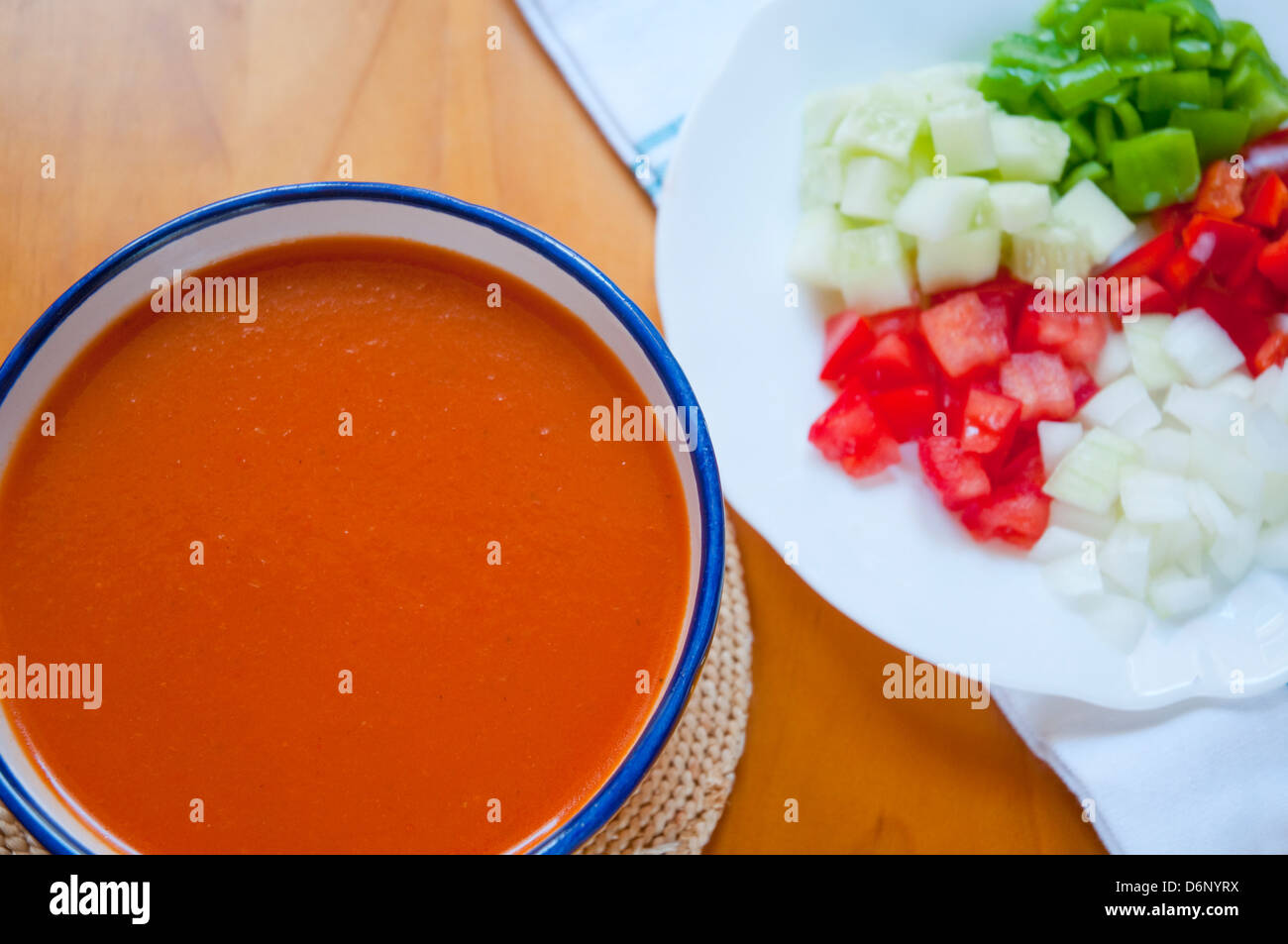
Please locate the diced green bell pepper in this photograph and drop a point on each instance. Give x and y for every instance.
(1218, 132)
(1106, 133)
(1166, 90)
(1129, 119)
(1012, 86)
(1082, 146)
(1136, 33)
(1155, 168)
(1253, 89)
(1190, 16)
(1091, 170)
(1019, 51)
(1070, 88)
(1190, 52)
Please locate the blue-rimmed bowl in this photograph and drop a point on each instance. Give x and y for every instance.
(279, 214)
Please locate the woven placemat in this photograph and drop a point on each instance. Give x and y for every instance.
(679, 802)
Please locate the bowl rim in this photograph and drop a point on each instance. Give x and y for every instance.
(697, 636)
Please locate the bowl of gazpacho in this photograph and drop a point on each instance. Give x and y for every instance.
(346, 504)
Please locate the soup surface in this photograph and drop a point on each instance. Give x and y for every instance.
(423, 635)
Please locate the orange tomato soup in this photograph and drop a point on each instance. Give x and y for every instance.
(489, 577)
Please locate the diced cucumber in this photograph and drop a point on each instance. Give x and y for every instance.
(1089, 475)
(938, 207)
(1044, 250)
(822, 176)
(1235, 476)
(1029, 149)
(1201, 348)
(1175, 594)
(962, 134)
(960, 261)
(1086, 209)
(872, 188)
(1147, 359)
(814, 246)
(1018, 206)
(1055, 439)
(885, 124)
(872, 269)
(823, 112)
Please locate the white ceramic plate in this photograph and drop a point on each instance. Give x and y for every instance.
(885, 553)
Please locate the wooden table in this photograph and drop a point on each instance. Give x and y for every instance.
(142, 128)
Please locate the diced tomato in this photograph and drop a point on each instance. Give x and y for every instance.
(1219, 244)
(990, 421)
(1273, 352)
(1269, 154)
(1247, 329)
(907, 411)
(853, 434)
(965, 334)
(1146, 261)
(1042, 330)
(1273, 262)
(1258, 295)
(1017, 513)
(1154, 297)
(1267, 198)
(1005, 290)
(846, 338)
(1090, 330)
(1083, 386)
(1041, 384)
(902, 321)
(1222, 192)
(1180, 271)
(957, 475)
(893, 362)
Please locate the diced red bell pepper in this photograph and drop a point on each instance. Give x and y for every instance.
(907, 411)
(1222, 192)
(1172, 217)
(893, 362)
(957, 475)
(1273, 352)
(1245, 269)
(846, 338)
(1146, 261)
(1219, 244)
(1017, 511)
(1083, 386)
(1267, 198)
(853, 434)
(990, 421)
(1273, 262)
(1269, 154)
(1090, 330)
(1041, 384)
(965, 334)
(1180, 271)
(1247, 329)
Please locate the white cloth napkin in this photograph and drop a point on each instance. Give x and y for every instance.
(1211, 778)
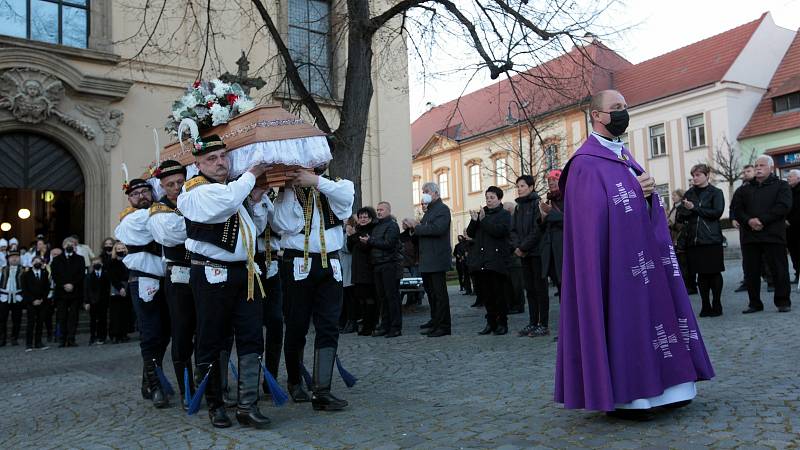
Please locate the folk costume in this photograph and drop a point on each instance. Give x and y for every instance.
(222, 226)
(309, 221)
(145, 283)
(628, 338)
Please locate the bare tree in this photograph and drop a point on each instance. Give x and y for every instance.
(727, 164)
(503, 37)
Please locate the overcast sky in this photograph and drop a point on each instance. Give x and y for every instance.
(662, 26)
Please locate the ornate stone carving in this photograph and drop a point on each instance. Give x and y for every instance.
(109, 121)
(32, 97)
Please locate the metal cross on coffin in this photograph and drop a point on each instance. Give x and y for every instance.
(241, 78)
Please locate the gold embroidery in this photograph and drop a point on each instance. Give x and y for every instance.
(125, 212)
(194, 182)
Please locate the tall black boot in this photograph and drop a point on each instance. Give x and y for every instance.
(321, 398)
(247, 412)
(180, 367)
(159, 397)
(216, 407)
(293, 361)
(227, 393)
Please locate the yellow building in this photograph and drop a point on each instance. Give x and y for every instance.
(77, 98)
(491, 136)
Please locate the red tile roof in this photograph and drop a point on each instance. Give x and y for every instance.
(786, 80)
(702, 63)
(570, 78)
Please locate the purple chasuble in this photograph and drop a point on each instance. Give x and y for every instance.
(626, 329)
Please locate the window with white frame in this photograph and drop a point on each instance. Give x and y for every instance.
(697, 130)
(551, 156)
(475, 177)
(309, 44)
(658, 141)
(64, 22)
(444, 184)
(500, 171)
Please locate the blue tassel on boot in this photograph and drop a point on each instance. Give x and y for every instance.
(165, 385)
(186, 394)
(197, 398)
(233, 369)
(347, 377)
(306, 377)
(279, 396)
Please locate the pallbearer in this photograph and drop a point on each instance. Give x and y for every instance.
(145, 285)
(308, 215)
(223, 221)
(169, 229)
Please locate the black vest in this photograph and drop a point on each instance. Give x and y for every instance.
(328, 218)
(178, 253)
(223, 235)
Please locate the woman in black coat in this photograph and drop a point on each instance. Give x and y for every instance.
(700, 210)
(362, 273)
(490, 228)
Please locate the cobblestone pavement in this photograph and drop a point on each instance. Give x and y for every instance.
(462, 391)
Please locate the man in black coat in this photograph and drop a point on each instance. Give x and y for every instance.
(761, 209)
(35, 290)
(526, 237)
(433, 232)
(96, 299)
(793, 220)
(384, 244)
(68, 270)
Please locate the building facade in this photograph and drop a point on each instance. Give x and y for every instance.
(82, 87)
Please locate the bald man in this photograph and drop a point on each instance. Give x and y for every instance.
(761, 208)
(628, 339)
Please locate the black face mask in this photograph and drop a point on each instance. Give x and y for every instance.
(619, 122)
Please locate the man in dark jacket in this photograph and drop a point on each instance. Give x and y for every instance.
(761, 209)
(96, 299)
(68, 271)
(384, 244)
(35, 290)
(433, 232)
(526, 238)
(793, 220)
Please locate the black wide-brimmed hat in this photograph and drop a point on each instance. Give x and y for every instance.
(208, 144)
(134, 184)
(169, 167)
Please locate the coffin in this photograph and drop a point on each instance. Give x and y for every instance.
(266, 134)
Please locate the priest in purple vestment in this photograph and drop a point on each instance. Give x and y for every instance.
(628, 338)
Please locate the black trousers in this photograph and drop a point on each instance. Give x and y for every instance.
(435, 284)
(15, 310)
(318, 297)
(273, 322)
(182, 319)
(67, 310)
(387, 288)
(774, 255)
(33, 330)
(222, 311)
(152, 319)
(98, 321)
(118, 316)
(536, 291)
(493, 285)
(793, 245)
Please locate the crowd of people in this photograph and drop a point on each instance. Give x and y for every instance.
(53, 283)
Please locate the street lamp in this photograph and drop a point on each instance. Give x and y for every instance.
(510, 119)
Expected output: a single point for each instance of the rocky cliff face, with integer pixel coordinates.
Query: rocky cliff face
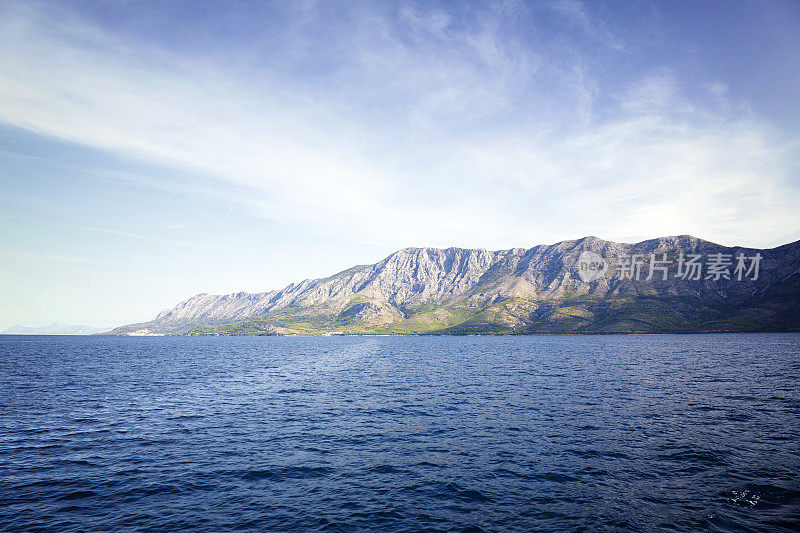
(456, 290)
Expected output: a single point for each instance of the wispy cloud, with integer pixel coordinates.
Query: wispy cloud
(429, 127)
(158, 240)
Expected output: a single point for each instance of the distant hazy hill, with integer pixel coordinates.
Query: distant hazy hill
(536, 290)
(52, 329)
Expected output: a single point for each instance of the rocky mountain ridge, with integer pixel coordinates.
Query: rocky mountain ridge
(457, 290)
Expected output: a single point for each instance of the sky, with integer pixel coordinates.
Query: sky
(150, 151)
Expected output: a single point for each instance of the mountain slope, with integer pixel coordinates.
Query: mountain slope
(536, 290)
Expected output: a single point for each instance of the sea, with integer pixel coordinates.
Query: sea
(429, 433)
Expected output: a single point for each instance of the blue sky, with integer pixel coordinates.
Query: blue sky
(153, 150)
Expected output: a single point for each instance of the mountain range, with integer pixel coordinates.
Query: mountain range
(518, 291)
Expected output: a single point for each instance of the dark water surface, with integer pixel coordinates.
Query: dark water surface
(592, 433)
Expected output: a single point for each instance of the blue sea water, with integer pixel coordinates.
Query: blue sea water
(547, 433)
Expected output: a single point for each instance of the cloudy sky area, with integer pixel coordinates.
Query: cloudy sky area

^^^^

TASK DIRECTIONS: Find the line containing "Please locate the street", then extract it and every line after it to the end of the data above, exactly and nothing else, without pictures.

EXERCISE ANSWER:
Please locate the street lamp in this photograph and drop a point on each instance. Give x and y for every instance.
(510, 119)
Expected output: a single point for each instance of the rocky cliff face, with integer pixel coordinates.
Query: rocky cliff face
(456, 290)
Expected output: a single point for each instance of the wispy cloud, with integer pixel coordinates.
Query: wispy cloud
(429, 127)
(158, 240)
Expected output: a single point for each instance of the distant hazy hill, with integer pixel coordinates.
Query: distant hazy hill
(536, 290)
(52, 329)
Expected output: a single point for each instance of the rocky mountain ridge, with integer pixel coordinates.
Query: rocky mountain ridge
(457, 290)
Expected output: a single point for each instance of the sky, with integer pixel coordinates.
Query: sky
(150, 151)
Expected output: a single point for each instance of the mountain slope, with integer pixel coordinates.
Query: mountain slope
(536, 290)
Expected output: a single point for each instance of the sea, with integer pixel coordinates.
Query: sea
(429, 433)
Expected output: a single point for each instance of the blue sky, with integer pixel coordinates.
Query: blue sky
(153, 150)
Expected output: a single point for each instance of the mountain range, with integer pixel coordinates.
Query: mountain range
(518, 291)
Expected output: a single point for each instance of the dark water surface, with integer pixel coordinates.
Query: dark water surface
(592, 433)
Expected output: a single point for each instance of the blue sea water, with integer pixel coordinates.
Query: blue sea water
(547, 433)
Expected output: a single point for each instance of the cloudy sky area, with integer pixel coordinates.
Query: cloudy sky area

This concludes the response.